#### [Extrait cité]
Selon l’art. 155A RPers, sont considérées comme suppléantes les personnes qui sont engagées pour répondre à un besoin temporaire de l’université et dont la rémunération provient de fonds issus du budget de l’État (al. 1). Au sein du corps des collaborateurs de l’enseignement et de la recherche, toutes les fonctions peuvent être pourvues dans le cadre d’une suppléance à l’exception de celles de
privat-docent, de post-doctorant-e et d’auxiliaire de recherche et d’enseignement (al. 2). Les suppléants ne sont pas soumis aux dispositions concernant les procédures de nominations prévues au chapitre III du titre IV de la deuxième partie du RPers. Ils sont nommés par l’autorité de nomination prévue pour la fonction considérée (al. 3). Les suppléants sont nommés pour une première période d’un an au maximum, prolongeable. La durée totale de l’engagement ne doit en principe pas excéder quatre ans (al. 4). Toute proposition de nomination et toute proposition de prolongation doit être motivée et justifiée sous l’angle du besoin temporaire
(al. 5).

d. Le rapport d’emploi des personnes engagées au sein de l’université pour exercer des activités temporaires est soumis au droit privé lorsque ces dernières sont liées à des fonds extérieurs, publics ou privés ; l’université favorise leur engagement prioritaire au titre des al. 1 ou 2 (art. 12 al. 3 LU). Cela peut être le cas des membres du corps enseignant (art. 164 al. 1 RPers). On entend par fonds provenant de l’extérieur, les fonds, publics ou privés, ne provenant pas du budget de l’État de Genève (art. 164 al. 2 RPers).

#### [Lignes]
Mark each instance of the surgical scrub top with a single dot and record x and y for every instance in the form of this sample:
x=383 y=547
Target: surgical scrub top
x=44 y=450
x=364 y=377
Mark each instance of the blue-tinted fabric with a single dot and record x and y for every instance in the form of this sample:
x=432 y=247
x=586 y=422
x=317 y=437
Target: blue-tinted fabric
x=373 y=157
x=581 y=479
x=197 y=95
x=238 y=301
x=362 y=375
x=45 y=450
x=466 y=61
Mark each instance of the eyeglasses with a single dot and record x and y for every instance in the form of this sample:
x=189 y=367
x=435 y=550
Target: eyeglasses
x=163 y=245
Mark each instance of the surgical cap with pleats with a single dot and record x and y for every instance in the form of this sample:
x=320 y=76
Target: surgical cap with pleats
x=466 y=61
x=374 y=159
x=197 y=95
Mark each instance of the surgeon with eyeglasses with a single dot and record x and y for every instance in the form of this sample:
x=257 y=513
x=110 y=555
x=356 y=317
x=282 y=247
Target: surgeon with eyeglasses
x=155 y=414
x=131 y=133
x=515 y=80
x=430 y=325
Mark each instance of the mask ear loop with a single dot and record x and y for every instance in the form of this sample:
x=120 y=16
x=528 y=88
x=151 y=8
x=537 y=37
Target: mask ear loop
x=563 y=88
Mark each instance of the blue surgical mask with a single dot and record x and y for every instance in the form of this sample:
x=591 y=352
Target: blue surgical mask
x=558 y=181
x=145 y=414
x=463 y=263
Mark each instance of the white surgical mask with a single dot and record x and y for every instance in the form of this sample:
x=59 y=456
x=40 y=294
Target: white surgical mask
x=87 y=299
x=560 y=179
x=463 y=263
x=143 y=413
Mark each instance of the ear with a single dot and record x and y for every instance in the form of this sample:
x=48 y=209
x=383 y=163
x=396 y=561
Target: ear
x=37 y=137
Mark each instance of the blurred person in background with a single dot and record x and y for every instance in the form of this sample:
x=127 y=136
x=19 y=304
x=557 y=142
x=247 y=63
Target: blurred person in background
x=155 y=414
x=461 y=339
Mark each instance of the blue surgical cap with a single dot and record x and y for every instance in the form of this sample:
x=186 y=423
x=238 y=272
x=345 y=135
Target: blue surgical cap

#### [Consigne]
Dites si les affirmations (a), (b) et (c) concordent avec l'extrait cité, en répondant par oui ou par non et en citant les mots décisifs : (a) un suppléant peut être engagé comme privat-docent ; (b) la première période de nomination d'un suppléant dure au plus un an ; (c) les fonds provenant de l'extérieur sont uniquement des fonds privés.

#### [Corrigé]
(a) Non : « toutes les fonctions peuvent être pourvues dans le cadre d’une suppléance à l’exception de celles de privat-docent ».
(b) Oui : « Les suppléants sont nommés pour une première période d’un an au maximum, prolongeable. »
(c) Non : « On entend par fonds provenant de l’extérieur, les fonds, publics ou privés, ne provenant pas du budget de l’État de Genève ».